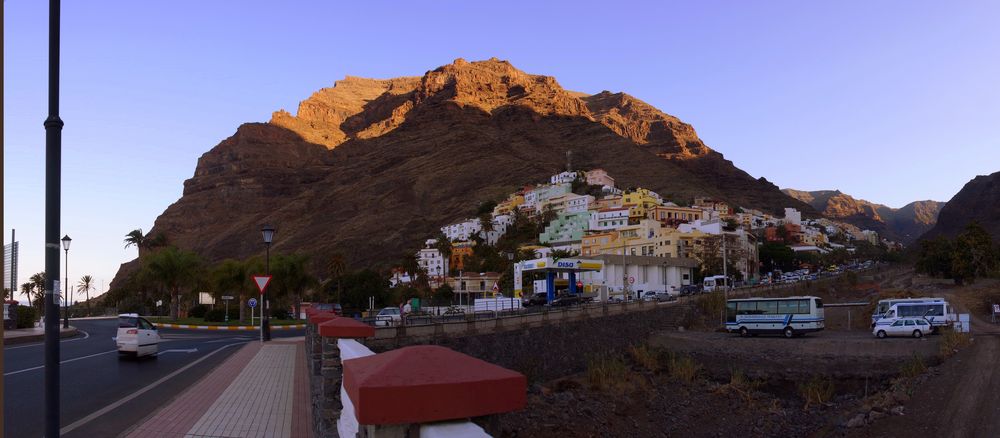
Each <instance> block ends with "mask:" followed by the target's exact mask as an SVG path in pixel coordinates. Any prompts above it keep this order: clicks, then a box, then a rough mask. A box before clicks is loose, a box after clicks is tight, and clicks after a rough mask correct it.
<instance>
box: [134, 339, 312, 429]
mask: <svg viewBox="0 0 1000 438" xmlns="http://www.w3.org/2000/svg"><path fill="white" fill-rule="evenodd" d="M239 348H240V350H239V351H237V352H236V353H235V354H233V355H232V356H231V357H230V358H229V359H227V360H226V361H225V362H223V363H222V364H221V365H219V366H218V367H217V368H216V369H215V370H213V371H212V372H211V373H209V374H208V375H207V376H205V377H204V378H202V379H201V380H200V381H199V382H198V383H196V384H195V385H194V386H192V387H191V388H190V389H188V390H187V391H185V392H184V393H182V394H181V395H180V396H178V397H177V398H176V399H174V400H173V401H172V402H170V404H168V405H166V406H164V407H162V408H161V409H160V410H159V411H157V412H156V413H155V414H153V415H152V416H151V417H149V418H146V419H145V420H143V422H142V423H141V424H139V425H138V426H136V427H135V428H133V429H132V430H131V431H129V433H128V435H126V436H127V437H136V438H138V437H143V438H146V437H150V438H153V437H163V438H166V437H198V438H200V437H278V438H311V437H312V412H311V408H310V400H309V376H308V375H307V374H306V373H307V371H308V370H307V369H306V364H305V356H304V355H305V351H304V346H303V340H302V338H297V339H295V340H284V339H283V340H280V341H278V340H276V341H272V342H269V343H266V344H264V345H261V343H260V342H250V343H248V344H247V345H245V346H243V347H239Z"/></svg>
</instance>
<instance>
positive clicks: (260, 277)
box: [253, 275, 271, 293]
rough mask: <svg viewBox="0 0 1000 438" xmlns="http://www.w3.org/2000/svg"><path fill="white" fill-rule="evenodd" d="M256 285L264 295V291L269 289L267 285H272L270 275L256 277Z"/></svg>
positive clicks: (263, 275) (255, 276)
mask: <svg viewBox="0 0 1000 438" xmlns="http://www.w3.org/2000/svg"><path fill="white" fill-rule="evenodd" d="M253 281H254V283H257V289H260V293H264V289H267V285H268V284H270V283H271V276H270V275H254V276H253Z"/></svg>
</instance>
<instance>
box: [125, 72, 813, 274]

== == ==

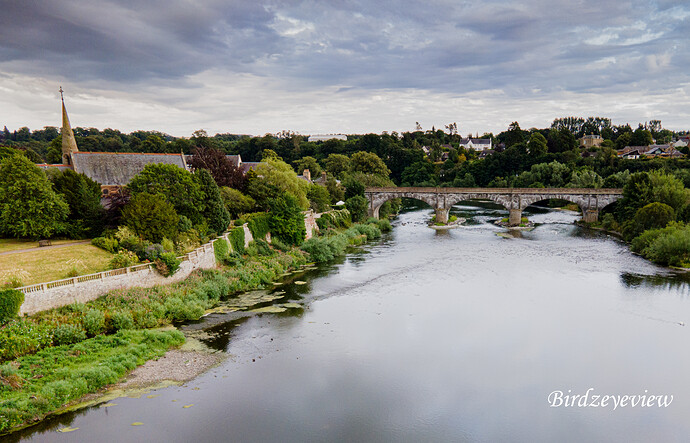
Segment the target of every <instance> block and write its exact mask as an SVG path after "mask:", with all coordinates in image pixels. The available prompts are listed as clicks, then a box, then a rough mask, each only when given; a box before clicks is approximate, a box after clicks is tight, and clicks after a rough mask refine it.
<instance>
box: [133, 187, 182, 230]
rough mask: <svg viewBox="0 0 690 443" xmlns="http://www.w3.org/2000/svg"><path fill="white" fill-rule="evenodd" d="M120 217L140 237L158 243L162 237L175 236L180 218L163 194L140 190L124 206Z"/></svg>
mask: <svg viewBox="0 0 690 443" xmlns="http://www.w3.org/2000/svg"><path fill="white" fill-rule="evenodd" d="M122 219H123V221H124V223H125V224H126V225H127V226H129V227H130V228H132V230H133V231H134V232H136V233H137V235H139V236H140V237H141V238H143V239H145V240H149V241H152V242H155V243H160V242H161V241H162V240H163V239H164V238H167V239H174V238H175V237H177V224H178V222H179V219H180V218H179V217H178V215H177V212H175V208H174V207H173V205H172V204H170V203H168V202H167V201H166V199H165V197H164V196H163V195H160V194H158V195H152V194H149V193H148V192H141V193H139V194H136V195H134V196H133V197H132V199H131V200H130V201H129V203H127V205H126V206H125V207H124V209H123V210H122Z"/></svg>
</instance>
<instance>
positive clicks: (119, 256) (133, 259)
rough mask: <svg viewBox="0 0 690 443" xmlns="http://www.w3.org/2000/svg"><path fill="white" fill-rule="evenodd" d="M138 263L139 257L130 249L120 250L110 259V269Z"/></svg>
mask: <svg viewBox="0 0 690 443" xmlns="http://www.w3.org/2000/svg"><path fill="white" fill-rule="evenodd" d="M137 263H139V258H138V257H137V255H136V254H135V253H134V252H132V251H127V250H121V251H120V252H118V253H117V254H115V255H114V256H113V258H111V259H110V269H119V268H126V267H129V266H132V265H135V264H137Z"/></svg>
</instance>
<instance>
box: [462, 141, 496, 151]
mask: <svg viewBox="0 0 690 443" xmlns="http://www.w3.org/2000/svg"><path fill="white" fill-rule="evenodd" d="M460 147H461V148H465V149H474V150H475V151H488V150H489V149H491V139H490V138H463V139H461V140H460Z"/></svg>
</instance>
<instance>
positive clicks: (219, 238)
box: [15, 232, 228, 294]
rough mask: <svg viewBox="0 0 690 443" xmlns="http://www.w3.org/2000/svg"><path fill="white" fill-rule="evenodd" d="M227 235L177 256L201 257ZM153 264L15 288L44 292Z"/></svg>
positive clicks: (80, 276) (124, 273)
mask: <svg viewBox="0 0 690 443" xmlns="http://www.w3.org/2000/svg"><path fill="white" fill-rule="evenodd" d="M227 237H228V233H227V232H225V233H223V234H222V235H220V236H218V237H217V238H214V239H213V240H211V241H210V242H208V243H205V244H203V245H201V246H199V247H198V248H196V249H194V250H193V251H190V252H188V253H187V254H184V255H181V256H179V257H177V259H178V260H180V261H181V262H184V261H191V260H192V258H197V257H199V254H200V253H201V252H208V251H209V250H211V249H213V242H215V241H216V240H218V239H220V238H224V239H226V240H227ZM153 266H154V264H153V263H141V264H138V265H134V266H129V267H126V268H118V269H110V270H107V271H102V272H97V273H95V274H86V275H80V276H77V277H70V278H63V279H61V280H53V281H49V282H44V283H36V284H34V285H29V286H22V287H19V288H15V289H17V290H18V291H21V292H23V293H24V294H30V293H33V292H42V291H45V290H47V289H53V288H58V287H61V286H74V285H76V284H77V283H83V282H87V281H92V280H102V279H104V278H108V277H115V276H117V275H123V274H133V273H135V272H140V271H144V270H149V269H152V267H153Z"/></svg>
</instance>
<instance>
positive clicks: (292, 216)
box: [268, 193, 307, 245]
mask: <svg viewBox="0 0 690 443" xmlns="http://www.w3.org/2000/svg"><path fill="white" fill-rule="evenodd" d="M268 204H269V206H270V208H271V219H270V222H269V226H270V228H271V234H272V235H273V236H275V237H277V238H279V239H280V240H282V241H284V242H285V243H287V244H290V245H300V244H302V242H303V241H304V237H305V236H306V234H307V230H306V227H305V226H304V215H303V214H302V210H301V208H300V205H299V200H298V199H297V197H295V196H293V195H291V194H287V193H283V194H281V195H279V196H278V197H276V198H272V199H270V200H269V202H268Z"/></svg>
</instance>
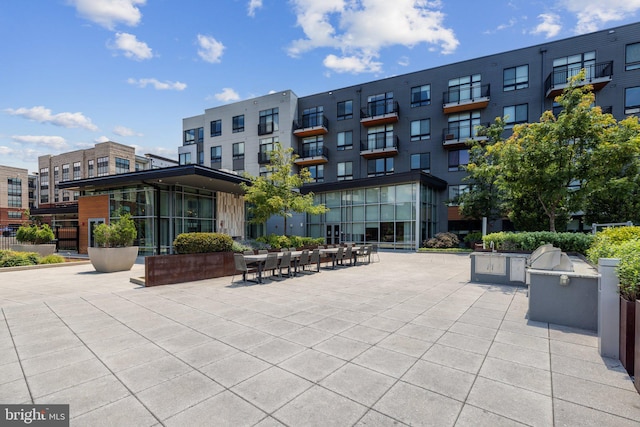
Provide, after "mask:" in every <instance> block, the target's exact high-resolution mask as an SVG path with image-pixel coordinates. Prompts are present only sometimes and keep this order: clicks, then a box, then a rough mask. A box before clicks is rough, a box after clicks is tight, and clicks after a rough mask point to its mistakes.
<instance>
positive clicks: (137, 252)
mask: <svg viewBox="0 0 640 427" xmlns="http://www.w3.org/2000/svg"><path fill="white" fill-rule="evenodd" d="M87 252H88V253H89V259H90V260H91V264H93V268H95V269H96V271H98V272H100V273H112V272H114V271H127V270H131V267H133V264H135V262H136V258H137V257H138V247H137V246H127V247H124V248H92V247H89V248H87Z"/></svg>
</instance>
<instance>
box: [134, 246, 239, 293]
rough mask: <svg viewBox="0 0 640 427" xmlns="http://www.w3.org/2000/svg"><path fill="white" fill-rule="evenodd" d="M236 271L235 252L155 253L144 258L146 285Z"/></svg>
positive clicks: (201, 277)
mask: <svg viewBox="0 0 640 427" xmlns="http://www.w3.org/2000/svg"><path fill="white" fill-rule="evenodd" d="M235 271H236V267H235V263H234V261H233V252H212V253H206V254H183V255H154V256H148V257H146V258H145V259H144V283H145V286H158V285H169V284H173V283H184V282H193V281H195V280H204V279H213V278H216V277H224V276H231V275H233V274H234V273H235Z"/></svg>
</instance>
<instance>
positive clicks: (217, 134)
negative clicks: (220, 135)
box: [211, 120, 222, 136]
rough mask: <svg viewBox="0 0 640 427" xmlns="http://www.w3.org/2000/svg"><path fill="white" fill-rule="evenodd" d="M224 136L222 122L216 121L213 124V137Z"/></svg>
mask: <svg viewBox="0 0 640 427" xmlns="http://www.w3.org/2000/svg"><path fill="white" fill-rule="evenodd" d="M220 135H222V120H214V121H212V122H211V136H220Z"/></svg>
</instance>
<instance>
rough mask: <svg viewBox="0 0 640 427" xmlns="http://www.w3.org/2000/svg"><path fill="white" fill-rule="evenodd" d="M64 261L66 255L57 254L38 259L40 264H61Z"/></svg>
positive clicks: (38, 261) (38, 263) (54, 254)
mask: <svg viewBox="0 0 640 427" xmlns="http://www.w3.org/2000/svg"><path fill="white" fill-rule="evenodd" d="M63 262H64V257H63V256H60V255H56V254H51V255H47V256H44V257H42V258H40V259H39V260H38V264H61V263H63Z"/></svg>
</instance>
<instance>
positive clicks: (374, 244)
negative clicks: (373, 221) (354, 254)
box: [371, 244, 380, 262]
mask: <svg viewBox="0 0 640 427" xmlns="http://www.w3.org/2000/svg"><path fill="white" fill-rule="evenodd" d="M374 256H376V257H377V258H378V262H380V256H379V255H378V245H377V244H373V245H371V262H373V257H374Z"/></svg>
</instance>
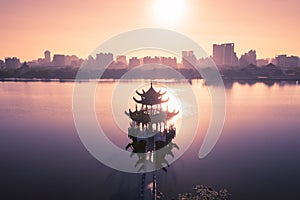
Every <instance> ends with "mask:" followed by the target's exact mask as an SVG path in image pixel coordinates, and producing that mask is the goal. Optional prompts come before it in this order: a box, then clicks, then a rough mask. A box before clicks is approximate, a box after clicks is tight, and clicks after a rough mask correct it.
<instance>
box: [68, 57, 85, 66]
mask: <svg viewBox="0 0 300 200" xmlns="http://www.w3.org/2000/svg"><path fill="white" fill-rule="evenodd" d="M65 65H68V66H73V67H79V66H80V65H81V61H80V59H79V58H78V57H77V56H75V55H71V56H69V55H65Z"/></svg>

== == ==

#### Exercise aim:
Extract every line containing the string "approximate" from the material.

#### Expected answer:
Segment the target of every <instance> block and write its exact mask as an SVG path after "mask:", with all coordinates in image pixels. The available prompts are listed as clicks, then a box, then a rough mask, each only when given; a box before clicks is approximate, a box after clicks is tight, and clicks after a rough mask refine it.
Every <instance> ends with "mask:" followed by the target's exact mask as an SVG path in image pixel coordinates, and producing that mask is the goal. Optional prompts come before it in this order: a box, then clicks, then a rough mask. A box before clicks is approximate, a box after clicks is tight, and clicks after a rough mask correct it.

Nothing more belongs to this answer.